Trecho da reportagem:
────

Familiares também rejeitam hipótese de suicídio

PATU ANTUNES
COLABORAÇÃO PARA A FOLHA, EM BARCELONA

"Nunca pudemos saber o que houve realmente com ele. Queremos esclarecer esse episódio e que se faça a exumação do corpo para saber o que aconteceu com ele na prisão."
A afirmação é de Maria del Carmen Sabat, 53, filha do espanhol Miguel Sabat Nuet, localizada pela Folha na Venezuela, juntamente com Minerva Sabat, 73, sobrinha e uma das pessoas com quem ele mais tinha contato durante seus 23 anos de vida na Venezuela. "Nunca acreditamos em suicídio, mesmo porque em um dos documentos que vimos na Embaixada brasileira em Caracas constava que ele tinha fraturas. Para nós, Miguel foi torturado até a morte", diz Minerva.
A hipótese de suicídio também é rejeitada pelo irmão de Miguel, Carlos Sabat, 78, e outra sobrinha, Carmen Francisco, 61, localizados pela Folha em Barcelona, cidade onde Miguel nasceu e de onde emigrou para Caracas por volta de 1950. "Não acreditamos nessa hipótese, ainda mais que falaram que foi com o cinto... Essa é a primeira coisa que tiram do preso, não?", questiona Carlos.
Miguel foi preso em São Paulo em 9 de outubro de 1973. Segundo documentos do Dops, ele teria pulado de um trem em movimento, na estação Barra Funda, e deixado uma mala. Funcionários da empresa ferroviária chamaram a polícia e através do conteúdo da mala chegaram até ele. A família rejeita essa explicação.
"Como é que Miguel, um homem de 50 anos, ia pular de um trem em movimento?", afirma Carlos. Minerva Sabat diz ter sido informada pela Embaixada brasileira em Caracas, à época da morte, de que Miguel foi preso ao voltar de Buenos Aires para Caracas. Ele teria sido revistado e em sua mala foram encontrados documentos que levaram à sua detenção.
Nos papéis, Miguel demonstraria ser comunista e ter sofrido perseguição da Igreja Católica -ele seria o autor de uma certa filosofia "Hectólogos para la Paz y la Fraternidad Universal". A família não reconhece que ele possa ter tido militância política relevante.

────

Trechos de dados:
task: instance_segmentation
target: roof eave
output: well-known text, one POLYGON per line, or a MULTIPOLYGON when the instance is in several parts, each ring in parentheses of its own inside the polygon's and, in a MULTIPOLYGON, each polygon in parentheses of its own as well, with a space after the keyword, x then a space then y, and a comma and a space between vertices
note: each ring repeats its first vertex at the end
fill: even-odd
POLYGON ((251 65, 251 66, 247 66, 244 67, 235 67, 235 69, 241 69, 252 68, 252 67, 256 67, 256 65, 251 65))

────

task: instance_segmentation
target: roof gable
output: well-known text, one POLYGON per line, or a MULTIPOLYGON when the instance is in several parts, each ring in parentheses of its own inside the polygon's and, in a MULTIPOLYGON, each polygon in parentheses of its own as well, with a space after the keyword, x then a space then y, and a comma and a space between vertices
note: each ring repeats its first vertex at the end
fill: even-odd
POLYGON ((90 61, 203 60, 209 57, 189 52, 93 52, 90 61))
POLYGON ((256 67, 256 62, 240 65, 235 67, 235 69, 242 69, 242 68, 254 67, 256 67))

────

Transcreva o trecho da reportagem que começa em "A hipótese de" e termina em "rejeita essa explicação.", substituindo "cinto" por "cordão".

Resposta ao exercício:
A hipótese de suicídio também é rejeitada pelo irmão de Miguel, Carlos Sabat, 78, e outra sobrinha, Carmen Francisco, 61, localizados pela Folha em Barcelona, cidade onde Miguel nasceu e de onde emigrou para Caracas por volta de 1950. "Não acreditamos nessa hipótese, ainda mais que falaram que foi com o cordão... Essa é a primeira coisa que tiram do preso, não?", questiona Carlos.
Miguel foi preso em São Paulo em 9 de outubro de 1973. Segundo documentos do Dops, ele teria pulado de um trem em movimento, na estação Barra Funda, e deixado uma mala. Funcionários da empresa ferroviária chamaram a polícia e através do conteúdo da mala chegaram até ele. A família rejeita essa explicação.